Directive: List each line of the items below that contains the word "step". Reproduce every such line in full.

(Source items)
++++

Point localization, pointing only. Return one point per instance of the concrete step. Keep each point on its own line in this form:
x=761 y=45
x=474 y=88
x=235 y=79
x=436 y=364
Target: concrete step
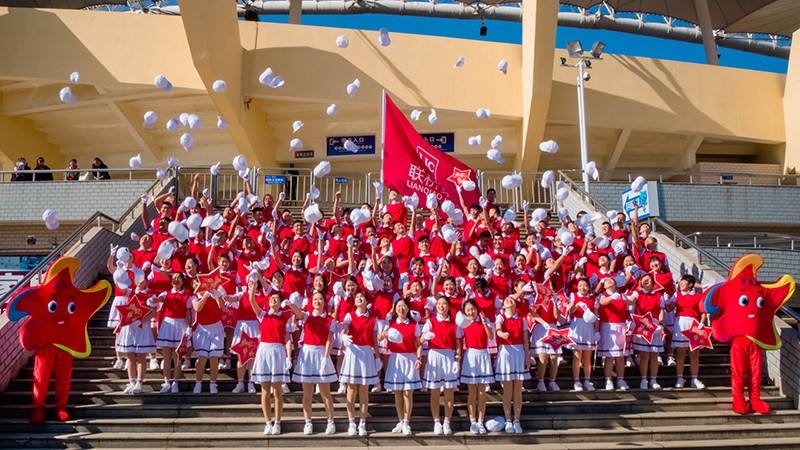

++++

Response:
Point localization, pointing only. Return one point per instance of the concrete step. Keep each point on its own line in this form:
Target: concrete step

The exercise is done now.